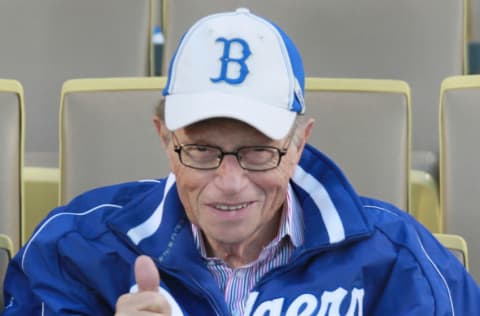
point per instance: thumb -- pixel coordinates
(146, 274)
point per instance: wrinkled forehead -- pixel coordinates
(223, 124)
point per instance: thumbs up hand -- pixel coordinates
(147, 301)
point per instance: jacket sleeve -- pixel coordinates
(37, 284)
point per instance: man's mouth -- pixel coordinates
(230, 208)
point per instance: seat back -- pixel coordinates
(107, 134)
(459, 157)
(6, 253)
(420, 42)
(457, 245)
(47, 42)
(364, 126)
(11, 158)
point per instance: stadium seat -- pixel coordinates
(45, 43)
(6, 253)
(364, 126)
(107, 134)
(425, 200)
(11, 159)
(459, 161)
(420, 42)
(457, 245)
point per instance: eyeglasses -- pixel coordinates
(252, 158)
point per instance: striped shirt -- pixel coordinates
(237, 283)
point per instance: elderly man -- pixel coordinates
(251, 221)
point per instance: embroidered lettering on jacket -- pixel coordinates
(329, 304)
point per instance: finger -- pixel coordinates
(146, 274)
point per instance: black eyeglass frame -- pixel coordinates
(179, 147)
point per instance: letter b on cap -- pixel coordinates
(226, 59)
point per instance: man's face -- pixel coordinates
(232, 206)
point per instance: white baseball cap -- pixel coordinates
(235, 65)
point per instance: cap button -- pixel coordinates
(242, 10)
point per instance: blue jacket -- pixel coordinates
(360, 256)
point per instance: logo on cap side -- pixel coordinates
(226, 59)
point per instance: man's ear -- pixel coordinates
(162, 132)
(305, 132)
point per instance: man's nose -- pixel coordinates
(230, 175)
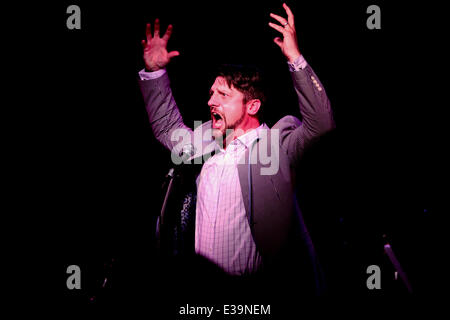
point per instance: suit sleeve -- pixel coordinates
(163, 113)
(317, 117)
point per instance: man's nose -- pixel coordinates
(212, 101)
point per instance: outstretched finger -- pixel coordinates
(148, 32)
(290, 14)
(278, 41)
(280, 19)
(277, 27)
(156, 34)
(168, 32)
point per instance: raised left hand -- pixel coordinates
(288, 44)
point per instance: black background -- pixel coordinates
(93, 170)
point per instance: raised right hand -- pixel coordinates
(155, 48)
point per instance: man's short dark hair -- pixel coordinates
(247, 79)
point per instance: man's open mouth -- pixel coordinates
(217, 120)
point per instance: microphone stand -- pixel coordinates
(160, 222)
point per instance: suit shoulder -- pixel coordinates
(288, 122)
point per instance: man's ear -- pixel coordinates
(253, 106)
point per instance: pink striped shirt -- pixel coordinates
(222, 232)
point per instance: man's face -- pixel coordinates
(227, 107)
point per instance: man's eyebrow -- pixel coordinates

== == ==

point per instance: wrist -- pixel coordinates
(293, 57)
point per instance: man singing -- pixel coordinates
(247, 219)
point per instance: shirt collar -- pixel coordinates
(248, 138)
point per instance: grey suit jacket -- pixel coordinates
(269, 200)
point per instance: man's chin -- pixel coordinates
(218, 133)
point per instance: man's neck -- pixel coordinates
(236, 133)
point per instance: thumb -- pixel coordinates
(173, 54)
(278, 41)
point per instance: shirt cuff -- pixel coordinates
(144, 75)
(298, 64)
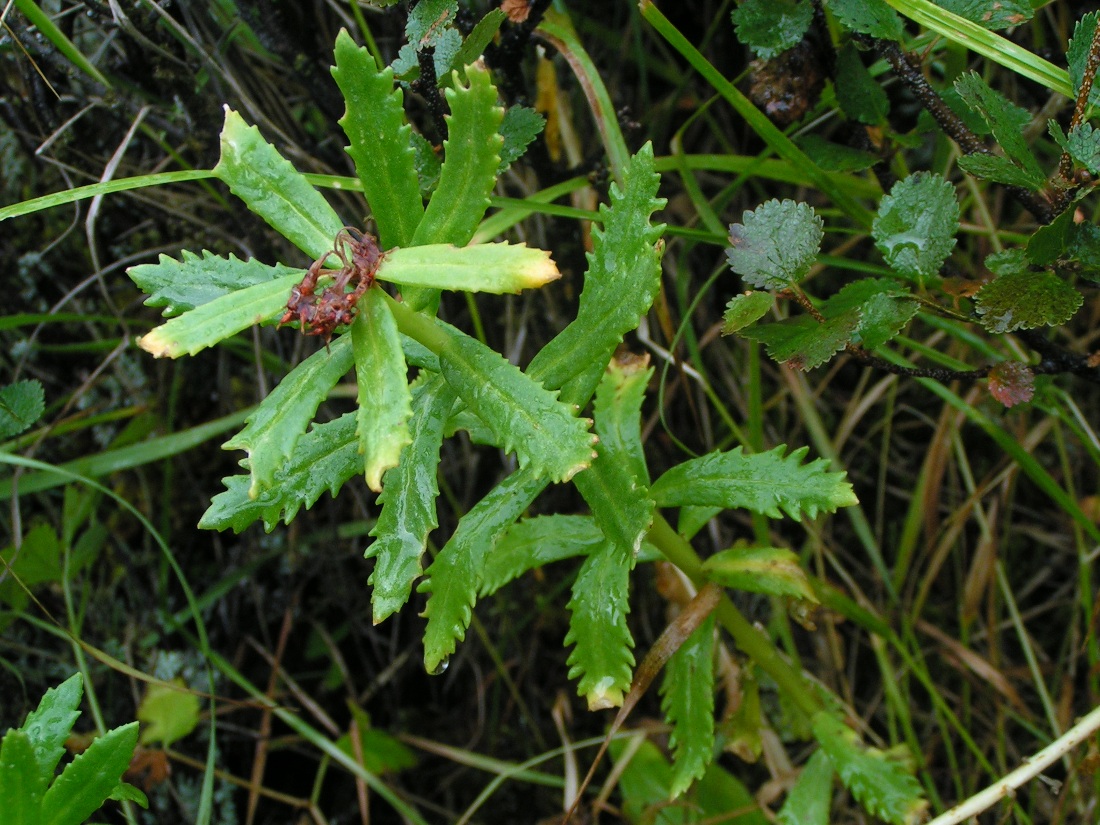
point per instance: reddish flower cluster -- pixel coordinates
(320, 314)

== == ==

Copy out each line of the records above that contains the word "raised".

point per instance: raised left hand -- pixel coordinates
point per instance: raised right hand -- pixel coordinates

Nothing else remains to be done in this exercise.